(Excerpted text):
════
Figure 5d reveals that, before the maximum spreading, $Bo\approx 0.5$ in the Leidenfrost state for both water and ethanol, while $Bo$ marks 1.2 on the SHPB surface. In both cases, $Bo$s are not constant but increase with time and slightly decrease during the spreading phase. In the following contracting phase, $Bo$ increases again in both cases due to the rim thickening.

By comparing with the impact on a solid surface at room temperature with no surface modification [23], we clarify that the increasing behavior of $Bo$ in the spreading phase was reproduced here on both the SH and SHBP surfaces. However, they are different in quantitative manner: On the normal surface, the maximum $Bo$ is 2.5, while on SHPB surface it decreases to 1.2. On SH surface, the $Bo$ further decreases to 0.5, which is almost the same as the one obtained on a free surface of a deep pool.

3.2. Pinch-Off of the Daughter Drops from the Rim

For generated drops, we applied the PTV method to evaluate the drop diameter, velocity, pinch-off time, pinch-off position, and, more importantly, to identify every drop so that we can avoid double counting in statistical analysis.
════
(Dataset records):
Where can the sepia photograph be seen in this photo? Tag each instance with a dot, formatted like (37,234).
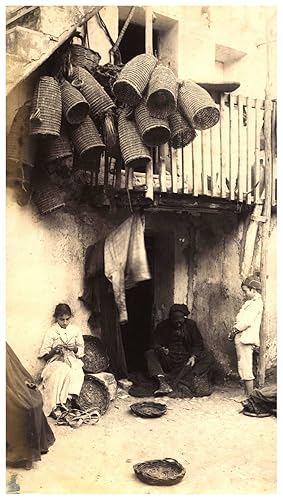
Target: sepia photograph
(141,249)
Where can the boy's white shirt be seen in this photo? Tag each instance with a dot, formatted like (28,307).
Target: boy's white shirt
(248,320)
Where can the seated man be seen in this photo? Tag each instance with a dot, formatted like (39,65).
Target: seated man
(177,347)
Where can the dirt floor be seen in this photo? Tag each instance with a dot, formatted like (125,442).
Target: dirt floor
(222,450)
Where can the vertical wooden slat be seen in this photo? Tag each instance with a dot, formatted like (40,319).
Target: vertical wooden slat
(249,151)
(173,168)
(273,149)
(148,30)
(223,145)
(234,150)
(188,169)
(162,169)
(129,178)
(118,166)
(149,180)
(241,163)
(257,151)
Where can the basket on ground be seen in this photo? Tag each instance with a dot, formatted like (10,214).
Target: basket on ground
(46,108)
(98,100)
(182,133)
(134,152)
(197,106)
(154,131)
(160,472)
(149,409)
(162,92)
(95,358)
(133,79)
(94,395)
(75,107)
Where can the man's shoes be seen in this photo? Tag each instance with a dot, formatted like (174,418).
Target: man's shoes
(163,389)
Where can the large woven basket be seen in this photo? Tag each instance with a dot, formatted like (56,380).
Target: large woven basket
(134,152)
(160,472)
(48,198)
(75,107)
(46,108)
(197,106)
(133,79)
(99,101)
(182,133)
(154,131)
(86,140)
(94,395)
(21,147)
(95,358)
(83,56)
(56,148)
(162,92)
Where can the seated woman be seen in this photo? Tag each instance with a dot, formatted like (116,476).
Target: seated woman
(28,434)
(62,349)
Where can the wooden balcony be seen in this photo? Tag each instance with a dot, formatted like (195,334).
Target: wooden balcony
(222,167)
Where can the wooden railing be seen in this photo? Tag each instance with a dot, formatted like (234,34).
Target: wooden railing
(226,161)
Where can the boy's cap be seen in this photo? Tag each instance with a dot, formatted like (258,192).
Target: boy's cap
(252,282)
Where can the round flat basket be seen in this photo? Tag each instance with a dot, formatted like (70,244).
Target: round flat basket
(160,472)
(95,358)
(148,409)
(94,395)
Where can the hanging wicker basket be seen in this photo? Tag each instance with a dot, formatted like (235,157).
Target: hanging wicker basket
(162,92)
(95,358)
(154,131)
(56,148)
(134,152)
(86,140)
(98,100)
(83,56)
(94,395)
(133,79)
(197,106)
(46,109)
(182,133)
(75,107)
(21,147)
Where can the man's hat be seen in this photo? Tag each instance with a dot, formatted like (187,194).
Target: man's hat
(180,308)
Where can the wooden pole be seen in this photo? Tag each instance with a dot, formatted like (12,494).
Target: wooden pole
(266,210)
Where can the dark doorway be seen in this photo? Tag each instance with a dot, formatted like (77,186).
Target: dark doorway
(133,41)
(136,333)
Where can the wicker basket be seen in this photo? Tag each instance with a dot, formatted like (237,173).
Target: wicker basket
(75,107)
(134,152)
(197,106)
(86,140)
(83,56)
(154,131)
(164,472)
(21,147)
(98,100)
(162,92)
(48,199)
(148,409)
(133,79)
(46,109)
(182,133)
(56,148)
(95,358)
(94,395)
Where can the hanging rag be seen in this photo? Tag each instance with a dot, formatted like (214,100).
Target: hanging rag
(125,260)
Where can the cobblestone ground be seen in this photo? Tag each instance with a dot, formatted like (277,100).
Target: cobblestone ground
(222,450)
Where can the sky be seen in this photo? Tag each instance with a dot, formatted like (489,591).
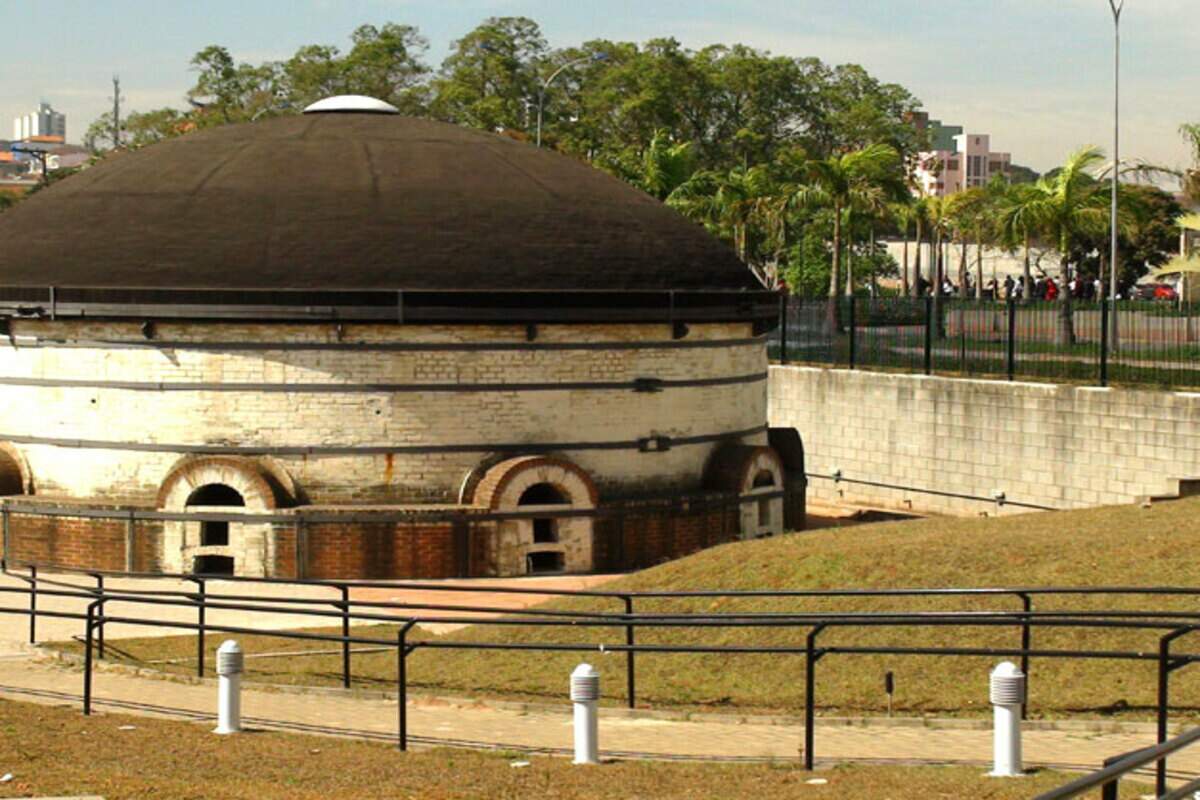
════
(Short task):
Print the portion of the drop-impact excerpt starting with "For generated drops, we" and going on through "in statistical analysis.".

(Finished exercise):
For generated drops, we applied the PTV method to evaluate the drop diameter, velocity, pinch-off time, pinch-off position, and, more importantly, to identify every drop so that we can avoid double counting in statistical analysis.